##### Document extract #####

Thread: IN subquery not using a hash

IN subquery not using a hash

From
Paul Tillotson
Date:
For the following query, postgres is running the IN subquery over and
over again (once for each row scanned in the parent table.)


I would have expected it to run the whole query once and create a hash
which would then be probed once for every row scanned in the parent
table.  I assumed that it was not doing so because it thought that the
resulting hash table would exceed sort_mem, but setting sort_mem to half
a gigabyte did not make any difference.  Is there some other reason that
the optimizer is not using a hash table?


563 pages * 8 KB per page * 296 tuples fetched / 52085 tuples in the
whole table = 25 KB.  Shouldn't the optimizer think that the subquery
will only fetch 25 KB worth of rows?

(Later, I realized that the official name for "sort_mem" is now
work_mem.  Now, does this mean that my set sort_mem = 500000 did not do
anything?)

Regards,
Paul Tillotson

omnis=> select version();
version
---------------------------------------------------------------------------------------------------------
PostgreSQL 8.0.3 on i686-pc-linux-gnu, compiled by GCC gcc (GCC) 3.3.3
20040412 (Red Hat Linux 3.3.3-7)
(1 row)
omnis=> show sort_mem;
20000
omnis=> set sort_mem = 500000;
SET
omnis=> explain analyze select 1 from parents where lname = 'SMITH' OR
parentid IN (SELECT parentid FROM child where childlast = 'SMITH');
QUERY PLAN

-----------------------------------------------------------------------------------------------------------------------------------------------------
Seq Scan on parents (cost=357.78..226649.83 rows=59785 width=0) (actual
time=127.644..104568.639 rows=855 loops=1)
    Filter: (((lname)::text = 'SMITH'::text) OR (subplan))
    SubPlan
        -> Materialize (cost=357.78..360.74 rows=296 width=4) (actual
time=0.001..0.257 rows=313 loops=117943)
            -> Index Scan using child_childlast_index on child
(cost=0.00..357.48 rows=296 width=4) (actual time=0.073..1.325 rows=313
loops=1)
            Index Cond: ((childlast)::text = 'SMITH'::text)
Total runtime: 104569.800 ms
(7 rows)

omnis=> select reltuples, relpages from pg_class where relname = 'child';
reltuples | relpages
-----------+----------
52085 | 563
(1 row)

##### Material for the task #####

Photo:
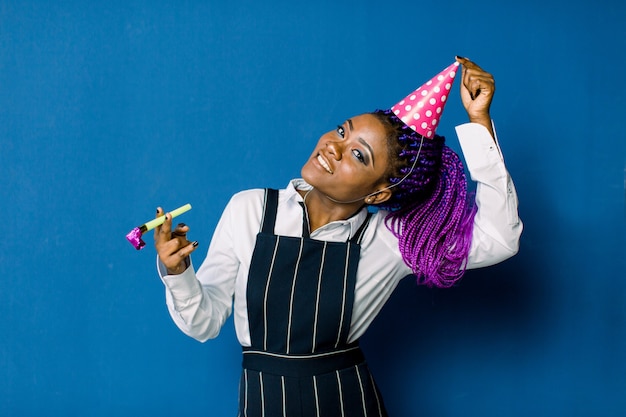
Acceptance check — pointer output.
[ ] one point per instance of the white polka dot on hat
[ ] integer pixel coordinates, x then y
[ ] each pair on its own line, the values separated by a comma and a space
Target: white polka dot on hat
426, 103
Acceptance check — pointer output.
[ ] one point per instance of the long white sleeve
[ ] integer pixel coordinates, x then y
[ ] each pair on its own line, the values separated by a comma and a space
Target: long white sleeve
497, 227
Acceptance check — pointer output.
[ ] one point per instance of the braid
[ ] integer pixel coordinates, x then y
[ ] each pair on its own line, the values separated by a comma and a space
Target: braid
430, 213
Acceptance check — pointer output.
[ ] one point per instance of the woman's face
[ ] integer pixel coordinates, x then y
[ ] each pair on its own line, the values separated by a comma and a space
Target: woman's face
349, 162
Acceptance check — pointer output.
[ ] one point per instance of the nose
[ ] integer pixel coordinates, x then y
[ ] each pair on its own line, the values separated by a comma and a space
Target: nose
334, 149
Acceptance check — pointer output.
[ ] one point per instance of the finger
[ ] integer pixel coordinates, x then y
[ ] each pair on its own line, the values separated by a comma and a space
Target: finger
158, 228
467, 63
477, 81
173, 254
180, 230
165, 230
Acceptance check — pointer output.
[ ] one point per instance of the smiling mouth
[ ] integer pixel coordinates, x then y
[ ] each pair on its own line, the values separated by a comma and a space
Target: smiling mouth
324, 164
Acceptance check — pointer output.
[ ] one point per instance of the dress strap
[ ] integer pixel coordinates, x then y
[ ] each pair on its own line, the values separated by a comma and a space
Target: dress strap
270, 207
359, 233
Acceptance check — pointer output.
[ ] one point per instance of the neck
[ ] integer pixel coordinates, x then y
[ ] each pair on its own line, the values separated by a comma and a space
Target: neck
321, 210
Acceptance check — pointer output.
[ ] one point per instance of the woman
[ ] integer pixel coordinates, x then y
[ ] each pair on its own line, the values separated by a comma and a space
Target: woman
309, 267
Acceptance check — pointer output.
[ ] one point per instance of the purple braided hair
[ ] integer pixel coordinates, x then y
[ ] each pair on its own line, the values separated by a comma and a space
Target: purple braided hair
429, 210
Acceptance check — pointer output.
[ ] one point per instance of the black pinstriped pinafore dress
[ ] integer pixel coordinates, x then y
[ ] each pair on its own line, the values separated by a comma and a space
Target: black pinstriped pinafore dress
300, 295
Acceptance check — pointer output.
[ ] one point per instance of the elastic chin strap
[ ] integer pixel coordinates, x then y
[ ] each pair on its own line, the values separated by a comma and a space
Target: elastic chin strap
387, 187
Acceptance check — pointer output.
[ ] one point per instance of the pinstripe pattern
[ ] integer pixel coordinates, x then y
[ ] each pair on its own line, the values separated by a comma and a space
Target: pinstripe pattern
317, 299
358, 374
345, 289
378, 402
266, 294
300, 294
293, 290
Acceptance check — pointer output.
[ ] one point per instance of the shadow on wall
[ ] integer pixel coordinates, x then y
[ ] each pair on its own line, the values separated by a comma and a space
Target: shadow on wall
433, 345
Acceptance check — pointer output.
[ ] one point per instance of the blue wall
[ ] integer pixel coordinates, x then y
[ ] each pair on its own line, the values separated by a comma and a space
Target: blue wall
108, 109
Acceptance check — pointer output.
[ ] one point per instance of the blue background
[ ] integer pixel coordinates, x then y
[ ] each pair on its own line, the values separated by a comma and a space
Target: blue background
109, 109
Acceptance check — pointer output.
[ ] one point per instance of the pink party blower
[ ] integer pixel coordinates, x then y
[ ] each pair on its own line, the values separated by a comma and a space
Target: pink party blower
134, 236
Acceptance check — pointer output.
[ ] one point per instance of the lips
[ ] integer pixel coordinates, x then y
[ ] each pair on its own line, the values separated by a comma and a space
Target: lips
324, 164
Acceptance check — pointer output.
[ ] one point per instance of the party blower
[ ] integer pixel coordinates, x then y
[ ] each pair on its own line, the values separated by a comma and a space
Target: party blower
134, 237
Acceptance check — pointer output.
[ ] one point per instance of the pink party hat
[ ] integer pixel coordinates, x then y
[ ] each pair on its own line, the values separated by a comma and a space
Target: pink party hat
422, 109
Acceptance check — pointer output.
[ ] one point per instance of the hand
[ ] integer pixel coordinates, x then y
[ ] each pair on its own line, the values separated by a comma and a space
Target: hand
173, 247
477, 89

#####
##### Material for the task #####

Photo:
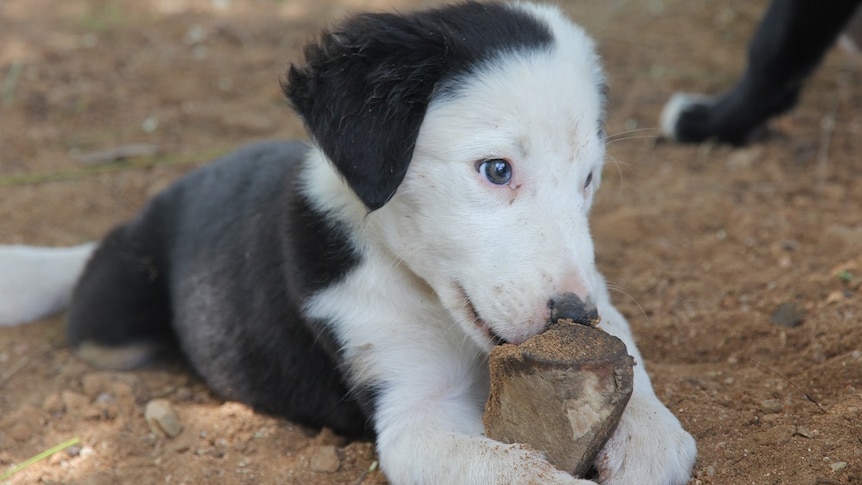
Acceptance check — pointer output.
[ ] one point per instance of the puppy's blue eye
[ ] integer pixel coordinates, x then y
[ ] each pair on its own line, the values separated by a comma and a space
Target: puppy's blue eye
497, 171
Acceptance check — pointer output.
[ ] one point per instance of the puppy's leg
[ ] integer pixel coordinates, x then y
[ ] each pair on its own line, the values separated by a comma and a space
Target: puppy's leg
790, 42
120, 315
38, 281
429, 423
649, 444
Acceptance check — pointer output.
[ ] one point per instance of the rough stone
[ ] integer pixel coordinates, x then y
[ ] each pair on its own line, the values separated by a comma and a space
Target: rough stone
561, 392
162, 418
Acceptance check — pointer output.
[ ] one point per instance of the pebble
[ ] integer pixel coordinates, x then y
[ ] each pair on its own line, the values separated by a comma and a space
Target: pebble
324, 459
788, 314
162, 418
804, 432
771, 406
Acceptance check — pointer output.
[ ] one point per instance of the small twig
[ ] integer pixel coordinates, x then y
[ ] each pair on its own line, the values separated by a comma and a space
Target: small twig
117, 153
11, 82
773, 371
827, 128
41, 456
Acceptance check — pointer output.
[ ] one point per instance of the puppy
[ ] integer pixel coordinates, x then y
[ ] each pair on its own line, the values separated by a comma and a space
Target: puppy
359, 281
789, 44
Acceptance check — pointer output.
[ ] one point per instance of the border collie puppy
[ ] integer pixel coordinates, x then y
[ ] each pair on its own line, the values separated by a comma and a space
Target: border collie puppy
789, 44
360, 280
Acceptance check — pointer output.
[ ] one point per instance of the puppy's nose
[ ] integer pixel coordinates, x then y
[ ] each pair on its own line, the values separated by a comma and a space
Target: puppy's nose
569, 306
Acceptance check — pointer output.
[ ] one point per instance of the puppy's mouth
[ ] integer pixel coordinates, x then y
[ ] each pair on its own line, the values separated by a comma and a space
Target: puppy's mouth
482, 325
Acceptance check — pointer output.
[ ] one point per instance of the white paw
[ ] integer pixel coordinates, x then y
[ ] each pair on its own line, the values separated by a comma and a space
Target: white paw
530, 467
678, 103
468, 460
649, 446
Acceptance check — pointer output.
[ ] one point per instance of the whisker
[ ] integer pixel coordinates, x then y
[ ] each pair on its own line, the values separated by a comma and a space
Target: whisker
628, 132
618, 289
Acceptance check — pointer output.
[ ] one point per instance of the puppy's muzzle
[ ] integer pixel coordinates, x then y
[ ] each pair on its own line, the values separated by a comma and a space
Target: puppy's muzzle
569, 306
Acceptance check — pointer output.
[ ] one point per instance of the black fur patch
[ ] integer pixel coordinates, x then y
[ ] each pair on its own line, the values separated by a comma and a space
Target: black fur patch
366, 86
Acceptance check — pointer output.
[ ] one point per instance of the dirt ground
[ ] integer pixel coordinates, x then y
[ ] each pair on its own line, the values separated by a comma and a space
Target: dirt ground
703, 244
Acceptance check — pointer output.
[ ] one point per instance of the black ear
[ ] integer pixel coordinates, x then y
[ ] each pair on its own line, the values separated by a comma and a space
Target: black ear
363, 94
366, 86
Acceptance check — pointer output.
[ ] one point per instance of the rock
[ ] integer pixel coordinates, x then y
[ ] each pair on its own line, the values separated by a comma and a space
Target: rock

#####

_Problems_.
(1) Count the lines of the records that contain the string "face", and reply with that number only.
(2) Write the next part of the forum thread about PostgreSQL running an IN subquery without a hash, picking up right after its final line.
The records bear no relation to the text.

_Answers by task_.
(1) 2

(2)
Re: IN subquery not using a hash

From
Tom Lane
Date:
Paul Tillotson <spam1011@adelphia.net> writes:
> For the following query, postgres is running the IN subquery over and
> over again (once for each row scanned in the parent table.)
> I would have expected it to run the whole query once and create a hash
> which would then be probed once for every row scanned in the parent
> table.  I assumed that it was not doing so because it thought that the
> resulting hash table would exceed sort_mem,

Hardly likely, considering it's estimating only 296 rows in the subquery
output.  My bet is that you've chosen a datatype whose comparisons are
not hashable (like char(n)).  What is the datatype of parentid in these
tables, anyway?

            regards, tom lane

Re: IN subquery not using a hash

From
Paul Tillotson
Date:
Tom Lane wrote:

>Paul Tillotson <spam1011@adelphia.net> writes:
>
>
>>For the following query, postgres is running the IN subquery over and
>>over again (once for each row scanned in the parent table.)
>>I would have expected it to run the whole query once and create a hash
>>which would then be probed once for every row scanned in the parent
>>table.  I assumed that it was not doing so because it thought that the
>>resulting hash table would exceed sort_mem,
>>
>>
>
>Hardly likely, considering it's estimating only 296 rows in the subquery
>output.  My bet is that you've chosen a datatype whose comparisons are
>not hashable (like char(n)).  What is the datatype of parentid in these
>tables, anyway?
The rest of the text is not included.